### WHAT THE EXERCISE ASKS:
Please write out the complete listing that follows, exactly as it reads.
--- Start EXERCISE DATA ---
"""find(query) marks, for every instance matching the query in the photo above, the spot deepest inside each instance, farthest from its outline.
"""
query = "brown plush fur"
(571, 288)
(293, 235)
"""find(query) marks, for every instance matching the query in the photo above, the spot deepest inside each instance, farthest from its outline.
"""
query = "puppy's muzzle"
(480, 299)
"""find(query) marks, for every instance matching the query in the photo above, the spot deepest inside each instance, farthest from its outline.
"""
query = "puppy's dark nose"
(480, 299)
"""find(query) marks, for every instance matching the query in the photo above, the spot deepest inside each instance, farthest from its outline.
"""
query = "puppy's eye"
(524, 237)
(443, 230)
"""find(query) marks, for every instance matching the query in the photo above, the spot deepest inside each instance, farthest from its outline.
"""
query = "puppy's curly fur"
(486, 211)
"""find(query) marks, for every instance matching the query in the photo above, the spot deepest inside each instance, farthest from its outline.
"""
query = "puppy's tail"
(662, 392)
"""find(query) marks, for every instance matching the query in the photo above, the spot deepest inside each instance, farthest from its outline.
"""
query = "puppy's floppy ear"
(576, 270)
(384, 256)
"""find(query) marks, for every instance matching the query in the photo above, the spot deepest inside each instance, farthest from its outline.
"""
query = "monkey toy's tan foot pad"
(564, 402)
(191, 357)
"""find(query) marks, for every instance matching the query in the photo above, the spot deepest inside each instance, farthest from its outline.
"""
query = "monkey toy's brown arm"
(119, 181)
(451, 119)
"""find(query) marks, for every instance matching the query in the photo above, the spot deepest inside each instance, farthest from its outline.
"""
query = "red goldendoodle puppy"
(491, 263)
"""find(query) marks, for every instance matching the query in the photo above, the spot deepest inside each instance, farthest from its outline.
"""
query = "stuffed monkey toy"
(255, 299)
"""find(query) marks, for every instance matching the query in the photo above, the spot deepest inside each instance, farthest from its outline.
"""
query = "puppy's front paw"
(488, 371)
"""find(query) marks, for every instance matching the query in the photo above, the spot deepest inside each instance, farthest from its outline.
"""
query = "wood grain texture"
--- End EXERCISE DATA ---
### ANSWER BELOW:
"""find(query) marks, for every instance matching the query in the photo above, the spot deepest inside each instance, farthest from its outline.
"""
query = "brown plush fur"
(571, 288)
(293, 235)
"""find(query) marks, for every instance matching the query in the photo above, the spot deepest inside each instance, farthest from its outline.
"""
query = "puppy's muzzle"
(480, 299)
"""find(query) marks, for every instance matching the query in the photo above, the spot deepest inside each instance, farthest from its outline.
"""
query = "puppy's dark nose"
(480, 299)
"""find(query) marks, for every instance matching the query in the photo above, the spot deepest inside each instance, farthest from its outline.
"""
query = "puppy's eye"
(524, 237)
(443, 230)
"""find(query) marks, for every instance matching the query in the photo above, the spot deepest inside each instance, farthest from its outline.
"""
query = "puppy's curly fur"
(486, 211)
"""find(query) marks, for every instance matching the query in the photo above, the spot deepest inside each instance, farthest from its outline.
"""
query = "puppy's tail"
(662, 392)
"""find(query) marks, for every instance matching the query in the photo above, the spot deepest inside each instance, farthest from its outline.
"""
query = "puppy's floppy ear"
(576, 270)
(384, 256)
"""find(query) marks, for every instance matching the query in the photo above, the spot deepest inside each instance, farthest from its outline.
"""
query = "monkey toy's tan foot pad"
(564, 402)
(191, 357)
"""find(query) marks, for every instance matching the query in the photo above, the spot deepest inside each instance, farthest from its outline.
"""
query = "monkey toy's brown arm"
(119, 181)
(451, 119)
"""find(query) marks, for every instance matching the query in the photo above, the spot deepest inside each instance, farthest from its outline.
"""
query = "red goldendoodle puppy"
(491, 263)
"""find(query) marks, for every instance matching the query in the photo above, the spot deepest inside each instance, farthest from its outline.
"""
query = "stuffed monkey toy"
(255, 299)
"""find(query) marks, for every instance matching the query in the photo above, the spot deepest inside each instance, farthest from its outline.
"""
query = "puppy's front paw"
(488, 371)
"""find(query) marks, for every instance matching the query in the photo above, the spot deepest inside each instance, farthest from its outline.
"""
query = "wood grain texture"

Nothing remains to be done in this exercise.